**Recorded information**
■ ■ ■
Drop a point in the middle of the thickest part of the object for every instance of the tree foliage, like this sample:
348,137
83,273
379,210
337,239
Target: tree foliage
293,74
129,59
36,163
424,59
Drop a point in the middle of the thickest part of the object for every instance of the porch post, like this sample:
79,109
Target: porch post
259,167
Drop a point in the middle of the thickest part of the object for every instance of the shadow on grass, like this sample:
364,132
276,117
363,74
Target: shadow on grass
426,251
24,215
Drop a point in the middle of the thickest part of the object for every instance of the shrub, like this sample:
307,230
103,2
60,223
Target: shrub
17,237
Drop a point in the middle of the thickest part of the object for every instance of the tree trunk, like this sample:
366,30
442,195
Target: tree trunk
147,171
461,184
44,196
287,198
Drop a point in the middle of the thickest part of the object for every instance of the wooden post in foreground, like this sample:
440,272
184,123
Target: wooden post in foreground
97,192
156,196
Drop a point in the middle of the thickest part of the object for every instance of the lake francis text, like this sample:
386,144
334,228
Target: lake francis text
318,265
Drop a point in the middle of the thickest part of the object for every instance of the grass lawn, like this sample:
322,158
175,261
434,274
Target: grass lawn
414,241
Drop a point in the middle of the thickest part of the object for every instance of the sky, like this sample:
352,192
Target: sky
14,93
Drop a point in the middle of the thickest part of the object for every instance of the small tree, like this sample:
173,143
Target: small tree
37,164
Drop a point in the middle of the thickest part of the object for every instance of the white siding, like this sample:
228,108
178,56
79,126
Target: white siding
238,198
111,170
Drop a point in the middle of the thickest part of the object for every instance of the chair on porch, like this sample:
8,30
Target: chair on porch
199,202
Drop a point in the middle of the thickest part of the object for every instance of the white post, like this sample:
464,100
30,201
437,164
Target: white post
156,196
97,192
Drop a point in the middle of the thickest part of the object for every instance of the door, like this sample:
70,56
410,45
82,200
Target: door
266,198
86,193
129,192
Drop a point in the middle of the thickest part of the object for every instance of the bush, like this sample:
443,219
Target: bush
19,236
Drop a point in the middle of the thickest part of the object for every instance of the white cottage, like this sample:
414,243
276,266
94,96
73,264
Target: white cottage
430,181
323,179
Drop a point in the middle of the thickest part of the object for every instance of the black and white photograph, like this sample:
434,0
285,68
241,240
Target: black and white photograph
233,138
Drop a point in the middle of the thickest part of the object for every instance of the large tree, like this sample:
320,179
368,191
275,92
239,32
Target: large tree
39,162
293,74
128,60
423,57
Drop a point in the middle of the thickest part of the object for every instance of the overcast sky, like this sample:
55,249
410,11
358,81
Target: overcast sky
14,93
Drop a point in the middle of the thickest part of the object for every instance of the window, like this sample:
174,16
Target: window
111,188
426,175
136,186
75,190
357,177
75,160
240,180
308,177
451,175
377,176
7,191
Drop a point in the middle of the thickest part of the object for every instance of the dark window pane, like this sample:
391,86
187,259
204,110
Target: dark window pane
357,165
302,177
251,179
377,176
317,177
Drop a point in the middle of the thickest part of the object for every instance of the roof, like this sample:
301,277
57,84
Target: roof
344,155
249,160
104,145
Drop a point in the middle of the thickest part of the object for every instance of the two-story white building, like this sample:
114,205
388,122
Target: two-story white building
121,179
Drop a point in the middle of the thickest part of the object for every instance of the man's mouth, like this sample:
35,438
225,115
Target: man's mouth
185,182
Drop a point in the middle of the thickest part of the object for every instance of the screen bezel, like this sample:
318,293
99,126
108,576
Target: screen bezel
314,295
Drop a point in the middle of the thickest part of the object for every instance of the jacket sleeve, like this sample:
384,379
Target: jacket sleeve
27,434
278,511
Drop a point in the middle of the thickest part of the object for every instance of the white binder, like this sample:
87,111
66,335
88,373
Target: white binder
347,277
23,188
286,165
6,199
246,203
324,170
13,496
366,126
■ ■ ■
**Given task**
Recopy the entries above in their entirety, exactly.

**Output below**
Drop a point in the middle of the thickest part of the object for every instance of the tree foliage, like this sample:
348,137
83,273
379,210
337,239
Target: tree foliage
293,74
129,59
36,163
424,59
Drop a point in the middle of the thickest part of the object for every instance of the porch post, like this sample:
79,109
Target: porch post
259,167
Drop a point in the middle of the thickest part of the object for every instance of the shadow on grass, like this sample:
364,132
276,117
363,74
Target: shadow on grass
426,251
24,215
Drop a point in the middle of the thickest part of the object for every instance of the shrub, like this sample:
307,230
103,2
60,223
Target: shrub
17,237
Drop a point in the middle of the thickest part of the object for every instance of the tree trunk, like this sample:
366,30
442,195
Target: tree trunk
147,171
461,184
44,196
287,198
Drop a point in the middle of the thickest part of the object for every instance of the wooden post in foreground, like this sample:
440,272
184,123
Target: wooden post in foreground
97,192
156,196
Drop a point in the middle of the thickest part of the object for every instance of the lake francis text, like this sample:
386,144
334,228
Target: lake francis text
318,265
Drop a point in the middle of the thickest part of the object for every instance of the grass lawn, like this sample:
322,158
175,261
434,274
Target: grass lawn
414,241
Drop a point in the middle of the thickest part of the object for every instance of the sky, like this sample:
352,192
Target: sky
14,93
Drop a point in the middle of the thickest part of the object for every instance of the small tree, like this sample:
173,143
Target: small tree
37,164
Drop a point in the middle of the thickest part of the object for every instance of the white siding, like this sample:
228,108
178,56
79,126
Target: white siding
238,198
111,170
Drop a point in the middle of the thickest part of the object for every instance of the chair on porch, like this sample:
8,30
Target: chair on porch
199,202
Drop a point in the middle of the thickest part of the object for every instance of the white post, like this sample:
464,100
30,201
437,164
Target: white post
156,196
97,192
Drop a point in the middle of the thickest part of the object for every instance of the door, like this sample:
70,56
410,45
82,200
Target: door
266,198
86,193
129,192
Drop a point in the middle of the thickest part of the object for every instance of the bush, like this sample:
443,219
Target: bush
19,236
Drop a point in the middle of the thickest part of the object for every instance of the white cottage, like this sample:
414,243
276,266
94,96
73,264
Target: white cottage
430,181
323,179
Drop a point in the middle of the thickest part of the object for every instance of the black and white photograph, like this sample:
434,0
285,68
241,240
Target: black and white photograph
233,138
Drop a point in the middle of the thickest part of the object for every instance of the large tree, like this sample:
320,179
368,191
275,92
239,32
Target: large tree
39,162
293,74
128,60
423,57
Drop a point in the middle of the thickest part of the object for every instance of the overcast sky, like this sample:
55,249
410,11
358,81
Target: overcast sky
14,93
Drop a point in the middle of the thickest part of the object for every instance of the window, like this sample:
174,16
Target: window
111,188
426,175
136,186
75,190
357,177
75,160
240,180
308,177
451,175
377,176
7,191
Drop a point in the middle of the thickest part of the object for every instance of the dark window pane, like this sample:
391,86
187,259
204,110
Target: dark window pane
357,165
302,177
251,179
377,176
317,177
Drop a point in the middle of the thickest part of the object for every instance of the roof, like this sample:
301,277
57,84
Target: roof
344,155
249,160
104,145
Drop a point in the middle of the thickest part of the object for every instance of the two-story white building, like this sample:
114,205
388,122
Target: two-story white building
121,179
Drop a point in the middle of the thickest part of the object for every instance of the man's mouth, like this sample:
35,438
225,115
Target: man's mouth
185,182
Drop a point in the middle of the thickest part of the object for every instance of the screen bezel, like this sample:
318,293
99,126
108,576
Target: screen bezel
314,295
Drop a point in the middle of the thickest part of the object for every instance of the jacket sleeve, like this sample:
384,379
Target: jacket sleeve
27,434
278,511
Drop a point in the middle of the thickest part of the object for every instance of the white binder, like this sample:
87,111
66,335
88,373
Target: white binder
347,277
23,188
286,165
6,199
246,203
324,170
13,496
366,126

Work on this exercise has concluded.